**Prompt**
Take the data that follows and retype it word for word.

**Excerpted data**
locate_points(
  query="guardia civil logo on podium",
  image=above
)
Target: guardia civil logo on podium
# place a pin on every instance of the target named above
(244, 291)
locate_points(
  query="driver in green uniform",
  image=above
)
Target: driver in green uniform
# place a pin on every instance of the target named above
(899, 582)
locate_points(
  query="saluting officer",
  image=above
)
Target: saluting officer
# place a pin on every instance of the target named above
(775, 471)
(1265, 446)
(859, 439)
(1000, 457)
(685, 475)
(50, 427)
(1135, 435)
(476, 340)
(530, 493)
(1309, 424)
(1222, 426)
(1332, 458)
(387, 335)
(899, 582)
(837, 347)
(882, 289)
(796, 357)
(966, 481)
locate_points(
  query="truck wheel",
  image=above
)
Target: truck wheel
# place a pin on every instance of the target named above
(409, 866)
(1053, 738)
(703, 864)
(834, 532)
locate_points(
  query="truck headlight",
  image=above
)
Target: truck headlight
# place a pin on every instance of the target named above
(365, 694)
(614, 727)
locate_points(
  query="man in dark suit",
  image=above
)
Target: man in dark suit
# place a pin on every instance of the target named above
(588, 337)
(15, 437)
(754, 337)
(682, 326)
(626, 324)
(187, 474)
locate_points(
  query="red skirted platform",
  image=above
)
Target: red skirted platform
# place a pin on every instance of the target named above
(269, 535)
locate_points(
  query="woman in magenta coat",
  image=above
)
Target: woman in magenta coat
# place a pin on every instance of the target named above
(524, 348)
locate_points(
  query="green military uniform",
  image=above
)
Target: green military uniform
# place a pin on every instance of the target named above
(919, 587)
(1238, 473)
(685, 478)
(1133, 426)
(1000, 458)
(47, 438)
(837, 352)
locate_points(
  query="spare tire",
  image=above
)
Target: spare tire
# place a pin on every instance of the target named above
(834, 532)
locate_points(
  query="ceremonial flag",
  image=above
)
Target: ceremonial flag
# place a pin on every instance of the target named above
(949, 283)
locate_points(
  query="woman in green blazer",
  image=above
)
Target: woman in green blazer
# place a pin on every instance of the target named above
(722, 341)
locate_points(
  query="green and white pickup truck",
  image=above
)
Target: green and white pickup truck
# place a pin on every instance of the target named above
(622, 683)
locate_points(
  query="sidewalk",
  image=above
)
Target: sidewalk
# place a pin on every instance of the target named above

**Reply**
locate_points(
  query="guardia civil logo on podium",
  image=above
)
Target: guardia civil logo on podium
# place a pin on every instance of the target named above
(244, 291)
locate_points(
  query="driver in green uniform",
  image=above
)
Target: driver in green uniform
# place a pin on every instance of the target named above
(899, 582)
locate_points(
  query="saluting officer",
  image=above
)
Target: saluting officer
# place a pin on every instance of the target named above
(775, 471)
(1265, 446)
(859, 439)
(1000, 457)
(685, 475)
(50, 427)
(1135, 435)
(476, 340)
(530, 493)
(1309, 424)
(1222, 426)
(1332, 458)
(387, 335)
(899, 582)
(837, 347)
(882, 289)
(796, 357)
(966, 481)
locate_points(
  query="truck wheel",
  image=above
)
Target: truck wheel
# place a pin on every instance of the target named above
(409, 866)
(1053, 738)
(703, 864)
(834, 532)
locate_points(
  query="truck headlight",
  image=above
)
Target: truck headlight
# place a pin on every instance of the target named above
(365, 694)
(614, 727)
locate_points(
  query="man in dark suit",
  image=above
)
Target: man in dark suit
# place a pin on every instance of the target named above
(588, 337)
(15, 437)
(754, 337)
(682, 326)
(626, 324)
(187, 474)
locate_points(
  query="red skirted platform",
  image=above
)
Target: red skirted platform
# place a pin on every instance of the target named above
(269, 535)
locate_points(
  query="woman in magenta coat",
  image=above
)
Target: woman in magenta coat
# place a pin on every instance of the target named above
(524, 348)
locate_points(
  query="green military uniform",
  image=above
)
Target: green military uniform
# place a pin on every instance of the target named above
(919, 587)
(1238, 473)
(685, 478)
(1133, 426)
(1000, 458)
(47, 438)
(837, 352)
locate_points(
  query="spare tire",
  image=above
)
Target: spare tire
# place a pin on every instance of the target named above
(834, 532)
locate_points(
  query="ceremonial flag",
  image=above
)
Target: ceremonial flag
# place a pin on every instance of the target named above
(949, 283)
locate_points(
  query="woman in green blazer",
  image=above
)
Target: woman in green blazer
# place a pin on every instance of the target named above
(722, 341)
locate_points(
  query="green and white pickup truck",
  image=above
)
Target: green and white pickup truck
# place a pin on every instance of the target named above
(622, 683)
locate_points(
  query="sidewalk",
  image=above
)
Target: sidewalk
# place a pin on every instance of the target named above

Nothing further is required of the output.